| Written request |
Copy all of the data below word for word, but leave out the picture.

| Provided entries |
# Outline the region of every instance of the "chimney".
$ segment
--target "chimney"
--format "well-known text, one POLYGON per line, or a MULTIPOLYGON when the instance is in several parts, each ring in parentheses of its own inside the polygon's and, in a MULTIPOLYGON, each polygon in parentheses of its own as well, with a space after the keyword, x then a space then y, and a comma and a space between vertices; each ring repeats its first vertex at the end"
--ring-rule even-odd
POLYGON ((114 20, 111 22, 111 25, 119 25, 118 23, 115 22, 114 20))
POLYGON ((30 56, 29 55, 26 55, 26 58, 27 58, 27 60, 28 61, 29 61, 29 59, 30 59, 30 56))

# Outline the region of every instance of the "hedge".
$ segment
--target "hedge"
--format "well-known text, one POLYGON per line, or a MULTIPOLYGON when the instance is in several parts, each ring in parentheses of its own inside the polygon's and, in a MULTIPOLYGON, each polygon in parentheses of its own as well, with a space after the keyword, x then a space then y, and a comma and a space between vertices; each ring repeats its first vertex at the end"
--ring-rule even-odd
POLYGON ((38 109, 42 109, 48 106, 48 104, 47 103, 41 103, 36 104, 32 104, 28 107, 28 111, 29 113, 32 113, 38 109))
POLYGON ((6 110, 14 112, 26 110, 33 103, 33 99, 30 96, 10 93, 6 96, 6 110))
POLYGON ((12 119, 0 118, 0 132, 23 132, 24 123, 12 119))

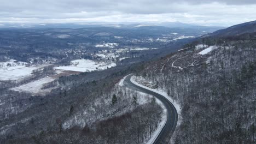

| Result of the task |
# Outline the region of every instance of the "chimney".
$ segment
--target "chimney"
--format "well-known text, one POLYGON per line, or a MULTIPOLYGON when the instance is in several parts, each ring in parentheses of its own inside the polygon's and, in a MULTIPOLYGON, each polygon in parentheses of its own as well, with a space after the keyword, x then a space then y, and a comma and a space between vertices; each ring repeats its first vertex at the end"
--ring-rule even-odd
POLYGON ((114 20, 111 22, 111 25, 119 25, 118 23, 115 22, 114 20))
POLYGON ((30 56, 29 55, 26 55, 26 58, 27 58, 27 60, 28 61, 29 61, 29 59, 30 59, 30 56))

# Outline the region of every instance of the "hedge".
$ segment
--target "hedge"
--format "well-known text, one POLYGON per line, or a MULTIPOLYGON when the instance is in several parts, each ring in parentheses of its own inside the polygon's and, in a MULTIPOLYGON, each polygon in parentheses of its own as well, with a space after the keyword, x then a space then y, and a comma and a space between vertices; each ring repeats its first vertex at the end"
--ring-rule even-odd
POLYGON ((38 109, 42 109, 48 106, 48 104, 47 103, 41 103, 36 104, 32 104, 28 107, 28 111, 29 113, 32 113, 38 109))
POLYGON ((6 110, 14 112, 26 110, 33 103, 33 99, 30 96, 10 93, 6 96, 6 110))
POLYGON ((12 119, 0 118, 0 132, 23 132, 24 123, 12 119))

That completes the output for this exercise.